-- Begin --
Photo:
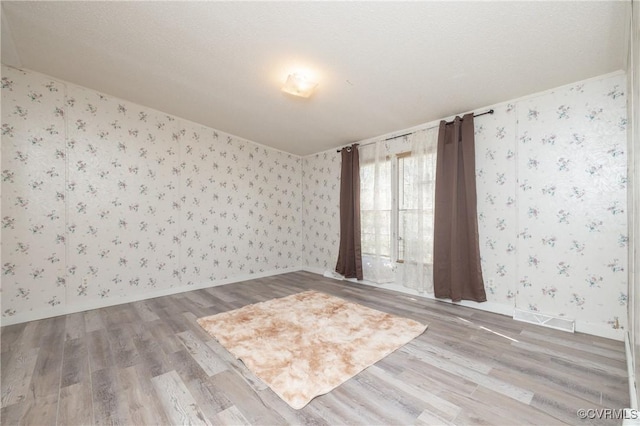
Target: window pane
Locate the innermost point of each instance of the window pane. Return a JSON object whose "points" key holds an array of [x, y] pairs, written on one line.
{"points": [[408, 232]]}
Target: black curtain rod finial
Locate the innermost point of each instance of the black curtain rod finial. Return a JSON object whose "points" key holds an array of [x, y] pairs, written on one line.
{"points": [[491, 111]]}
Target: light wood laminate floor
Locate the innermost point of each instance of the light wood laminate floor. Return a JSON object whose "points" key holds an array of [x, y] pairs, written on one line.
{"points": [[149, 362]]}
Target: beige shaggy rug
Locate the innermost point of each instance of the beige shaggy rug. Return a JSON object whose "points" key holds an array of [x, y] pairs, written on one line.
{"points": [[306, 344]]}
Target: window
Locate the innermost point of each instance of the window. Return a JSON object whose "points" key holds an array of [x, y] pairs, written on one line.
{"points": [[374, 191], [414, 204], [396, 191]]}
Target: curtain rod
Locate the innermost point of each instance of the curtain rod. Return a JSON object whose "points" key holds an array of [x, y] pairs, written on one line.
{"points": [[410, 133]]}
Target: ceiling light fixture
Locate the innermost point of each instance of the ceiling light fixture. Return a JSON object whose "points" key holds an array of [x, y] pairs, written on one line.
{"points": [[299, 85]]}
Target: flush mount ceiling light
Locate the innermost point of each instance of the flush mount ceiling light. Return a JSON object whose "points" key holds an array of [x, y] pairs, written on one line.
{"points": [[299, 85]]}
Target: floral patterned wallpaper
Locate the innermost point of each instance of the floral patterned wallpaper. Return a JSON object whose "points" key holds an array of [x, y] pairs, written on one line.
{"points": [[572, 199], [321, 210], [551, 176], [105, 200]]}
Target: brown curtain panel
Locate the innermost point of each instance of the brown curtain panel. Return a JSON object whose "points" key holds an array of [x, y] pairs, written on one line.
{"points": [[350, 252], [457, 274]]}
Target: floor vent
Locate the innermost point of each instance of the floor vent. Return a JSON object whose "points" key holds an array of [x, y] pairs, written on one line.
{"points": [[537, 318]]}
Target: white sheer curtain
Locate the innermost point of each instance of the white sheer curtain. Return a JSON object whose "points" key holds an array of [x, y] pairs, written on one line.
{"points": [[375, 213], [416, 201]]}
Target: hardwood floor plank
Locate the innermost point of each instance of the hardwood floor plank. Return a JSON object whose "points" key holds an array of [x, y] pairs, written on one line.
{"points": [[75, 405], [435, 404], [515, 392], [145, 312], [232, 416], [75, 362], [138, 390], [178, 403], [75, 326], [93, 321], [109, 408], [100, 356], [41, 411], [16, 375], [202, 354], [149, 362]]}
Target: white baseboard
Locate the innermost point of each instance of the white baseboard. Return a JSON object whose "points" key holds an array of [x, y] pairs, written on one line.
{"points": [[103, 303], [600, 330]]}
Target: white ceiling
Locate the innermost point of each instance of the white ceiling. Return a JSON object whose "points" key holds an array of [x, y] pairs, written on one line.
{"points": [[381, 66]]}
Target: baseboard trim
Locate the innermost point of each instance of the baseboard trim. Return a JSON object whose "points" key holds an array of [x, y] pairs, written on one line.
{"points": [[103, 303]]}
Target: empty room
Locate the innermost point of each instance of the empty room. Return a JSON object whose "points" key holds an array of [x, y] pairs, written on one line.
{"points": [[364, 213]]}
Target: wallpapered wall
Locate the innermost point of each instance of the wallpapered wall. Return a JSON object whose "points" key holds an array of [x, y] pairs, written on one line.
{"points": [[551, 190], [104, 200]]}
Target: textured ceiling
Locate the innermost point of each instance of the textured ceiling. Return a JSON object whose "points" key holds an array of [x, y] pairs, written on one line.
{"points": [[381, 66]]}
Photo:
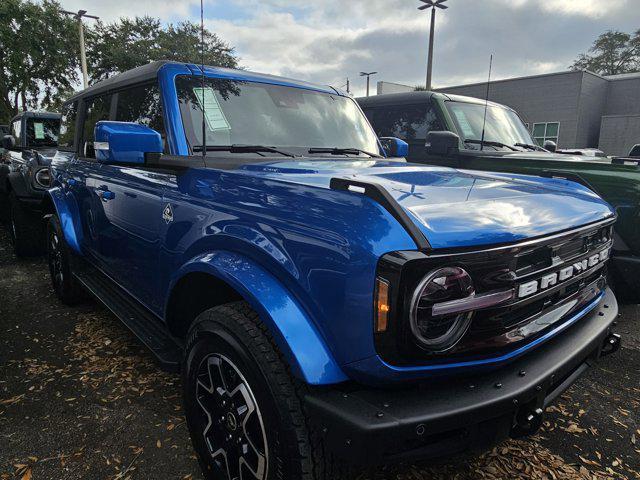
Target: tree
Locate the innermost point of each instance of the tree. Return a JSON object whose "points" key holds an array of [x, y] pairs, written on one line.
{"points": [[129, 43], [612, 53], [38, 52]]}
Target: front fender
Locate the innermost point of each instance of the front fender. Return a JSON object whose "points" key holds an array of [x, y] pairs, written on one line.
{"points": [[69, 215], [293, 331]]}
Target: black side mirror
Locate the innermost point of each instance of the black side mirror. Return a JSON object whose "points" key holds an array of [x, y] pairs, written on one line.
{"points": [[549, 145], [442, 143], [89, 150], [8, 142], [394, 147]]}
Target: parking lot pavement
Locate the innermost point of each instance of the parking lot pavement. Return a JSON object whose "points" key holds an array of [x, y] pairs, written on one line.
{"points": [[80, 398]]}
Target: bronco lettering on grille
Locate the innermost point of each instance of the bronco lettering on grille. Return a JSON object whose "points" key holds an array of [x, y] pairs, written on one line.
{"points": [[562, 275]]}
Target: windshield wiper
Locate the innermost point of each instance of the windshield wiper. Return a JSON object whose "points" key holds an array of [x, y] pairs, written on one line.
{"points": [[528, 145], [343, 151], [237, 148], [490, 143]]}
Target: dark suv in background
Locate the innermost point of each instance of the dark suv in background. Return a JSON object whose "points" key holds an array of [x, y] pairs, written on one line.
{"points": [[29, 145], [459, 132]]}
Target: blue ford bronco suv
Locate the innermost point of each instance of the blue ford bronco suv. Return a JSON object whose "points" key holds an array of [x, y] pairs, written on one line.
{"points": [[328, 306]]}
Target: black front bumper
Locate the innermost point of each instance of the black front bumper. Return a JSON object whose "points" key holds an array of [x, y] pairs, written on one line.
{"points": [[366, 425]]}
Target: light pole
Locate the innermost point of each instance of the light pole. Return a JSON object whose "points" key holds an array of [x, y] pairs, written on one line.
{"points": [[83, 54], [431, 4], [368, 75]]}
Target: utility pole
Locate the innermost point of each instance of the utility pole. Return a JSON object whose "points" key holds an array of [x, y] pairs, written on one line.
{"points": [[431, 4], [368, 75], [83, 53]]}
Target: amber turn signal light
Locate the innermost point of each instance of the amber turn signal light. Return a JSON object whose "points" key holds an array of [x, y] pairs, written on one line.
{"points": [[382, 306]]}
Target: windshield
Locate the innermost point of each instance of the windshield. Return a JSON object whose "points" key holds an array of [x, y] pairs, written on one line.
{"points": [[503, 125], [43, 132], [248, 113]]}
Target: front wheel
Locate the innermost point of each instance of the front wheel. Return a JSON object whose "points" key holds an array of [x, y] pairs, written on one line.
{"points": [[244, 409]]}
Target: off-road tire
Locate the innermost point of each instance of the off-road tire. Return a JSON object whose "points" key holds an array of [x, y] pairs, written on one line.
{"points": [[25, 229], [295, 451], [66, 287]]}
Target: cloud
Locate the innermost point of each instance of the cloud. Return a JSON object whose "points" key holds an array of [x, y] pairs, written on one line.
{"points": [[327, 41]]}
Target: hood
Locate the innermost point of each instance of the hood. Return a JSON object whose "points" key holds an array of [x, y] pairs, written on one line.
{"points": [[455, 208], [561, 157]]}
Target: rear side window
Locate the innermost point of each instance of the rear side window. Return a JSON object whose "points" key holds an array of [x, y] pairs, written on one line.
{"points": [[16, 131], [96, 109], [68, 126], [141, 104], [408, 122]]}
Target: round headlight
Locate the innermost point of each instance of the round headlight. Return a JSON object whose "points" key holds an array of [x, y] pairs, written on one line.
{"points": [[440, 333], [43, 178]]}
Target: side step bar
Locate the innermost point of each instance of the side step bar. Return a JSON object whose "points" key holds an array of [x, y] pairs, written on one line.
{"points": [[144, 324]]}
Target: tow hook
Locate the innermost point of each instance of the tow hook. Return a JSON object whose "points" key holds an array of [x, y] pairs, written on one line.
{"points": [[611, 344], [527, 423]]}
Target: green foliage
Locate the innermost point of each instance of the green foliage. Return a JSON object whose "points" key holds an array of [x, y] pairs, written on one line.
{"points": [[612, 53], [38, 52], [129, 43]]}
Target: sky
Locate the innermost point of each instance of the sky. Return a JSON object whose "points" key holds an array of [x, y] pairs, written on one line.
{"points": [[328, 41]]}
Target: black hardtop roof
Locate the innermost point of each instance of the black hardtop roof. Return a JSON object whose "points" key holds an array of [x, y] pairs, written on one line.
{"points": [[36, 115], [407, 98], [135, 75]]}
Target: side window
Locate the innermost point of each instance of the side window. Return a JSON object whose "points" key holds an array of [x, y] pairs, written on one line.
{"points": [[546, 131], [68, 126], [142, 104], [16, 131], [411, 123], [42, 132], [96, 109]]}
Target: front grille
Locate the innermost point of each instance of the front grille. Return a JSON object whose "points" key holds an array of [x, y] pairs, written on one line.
-- End --
_THE PROBLEM_.
Copy out, word for word, the part of the records that opens with the line containing "Target: front grille" and runs through the end of the records.

_COMPLETE ANSWER_.
Target: front grille
Locate the innermost point of each instance of the front grille. Return a JSON object whose "points" key holds an array of [x, y] pairs, written on one line.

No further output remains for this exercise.